**Exercise task:** Copy the lines of the listing from the line containing "Segment the red" through the line containing "[[[36,191],[65,165],[62,69],[51,42],[0,43],[0,164],[25,166]]]", inclusive, reproducing them exactly.

**Listing:**
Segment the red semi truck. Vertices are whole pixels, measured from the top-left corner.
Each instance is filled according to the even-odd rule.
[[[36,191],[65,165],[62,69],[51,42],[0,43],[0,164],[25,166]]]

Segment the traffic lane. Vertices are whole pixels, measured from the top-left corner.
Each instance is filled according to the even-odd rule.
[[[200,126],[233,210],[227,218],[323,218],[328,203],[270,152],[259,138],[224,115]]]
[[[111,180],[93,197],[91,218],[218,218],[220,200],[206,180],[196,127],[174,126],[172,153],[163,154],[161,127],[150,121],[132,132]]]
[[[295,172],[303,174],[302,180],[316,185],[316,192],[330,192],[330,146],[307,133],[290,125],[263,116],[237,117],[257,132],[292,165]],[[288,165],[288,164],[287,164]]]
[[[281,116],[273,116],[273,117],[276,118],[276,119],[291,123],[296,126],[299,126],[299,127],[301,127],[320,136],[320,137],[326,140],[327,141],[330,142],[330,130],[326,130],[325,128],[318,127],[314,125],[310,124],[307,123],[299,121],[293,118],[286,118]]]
...
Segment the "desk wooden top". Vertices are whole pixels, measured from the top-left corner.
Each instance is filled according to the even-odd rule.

**Correct output:**
Segment the red semi truck. Vertices are whole pixels, measured from the top-left corner.
Each instance is filled according to the even-odd rule.
[[[36,191],[65,165],[62,69],[51,42],[0,43],[0,164],[25,166]]]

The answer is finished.